» **What is being asked**
In the lines below, please rename "industrial pipe" to "steel pipe" and rewrite everything from the line containing "of the white" down to the last line, with nothing else changed.

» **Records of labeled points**
•••••

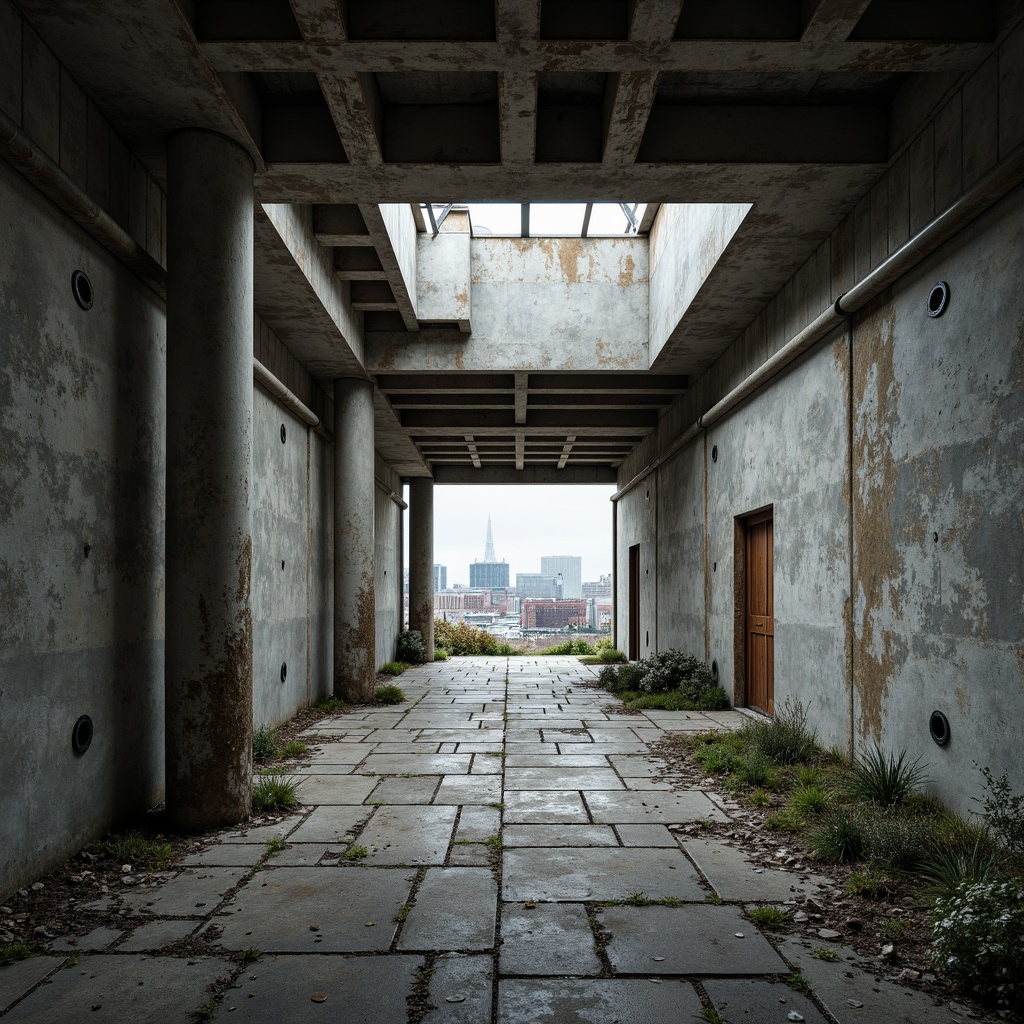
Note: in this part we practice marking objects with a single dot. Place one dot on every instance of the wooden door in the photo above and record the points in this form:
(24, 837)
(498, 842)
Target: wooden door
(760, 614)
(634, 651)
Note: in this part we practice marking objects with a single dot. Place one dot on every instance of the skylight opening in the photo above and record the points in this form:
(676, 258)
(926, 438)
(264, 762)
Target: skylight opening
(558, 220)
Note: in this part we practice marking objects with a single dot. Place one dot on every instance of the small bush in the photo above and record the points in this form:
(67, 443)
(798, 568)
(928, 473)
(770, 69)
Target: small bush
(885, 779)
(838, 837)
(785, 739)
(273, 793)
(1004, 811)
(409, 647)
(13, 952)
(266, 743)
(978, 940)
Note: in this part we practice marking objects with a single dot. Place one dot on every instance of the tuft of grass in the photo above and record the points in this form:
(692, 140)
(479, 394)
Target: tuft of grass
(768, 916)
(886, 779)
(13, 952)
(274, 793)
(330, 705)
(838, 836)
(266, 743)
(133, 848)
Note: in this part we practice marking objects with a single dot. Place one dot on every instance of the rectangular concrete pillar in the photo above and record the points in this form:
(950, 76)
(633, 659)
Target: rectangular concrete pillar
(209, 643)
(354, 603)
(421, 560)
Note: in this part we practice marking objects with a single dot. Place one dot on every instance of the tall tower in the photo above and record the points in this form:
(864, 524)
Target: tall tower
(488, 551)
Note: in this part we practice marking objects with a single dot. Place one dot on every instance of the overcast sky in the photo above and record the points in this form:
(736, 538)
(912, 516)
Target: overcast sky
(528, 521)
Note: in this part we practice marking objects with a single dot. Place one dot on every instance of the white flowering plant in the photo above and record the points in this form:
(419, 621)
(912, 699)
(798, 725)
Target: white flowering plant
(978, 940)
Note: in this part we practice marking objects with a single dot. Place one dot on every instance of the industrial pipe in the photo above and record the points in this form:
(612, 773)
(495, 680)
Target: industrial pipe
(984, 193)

•••••

» **Full solution**
Note: in this part we practice marking objects with a single dot. Place one dot on every instance of the white flowering plant in the photo above and record the points in this form:
(419, 621)
(912, 699)
(798, 725)
Target: white flowering plant
(978, 940)
Note: in this part we practice marking objects with a single dot. Place one dot on every instance of the steel pipe in the photo above and record the points in this form:
(612, 773)
(495, 680)
Target: steel pipe
(984, 193)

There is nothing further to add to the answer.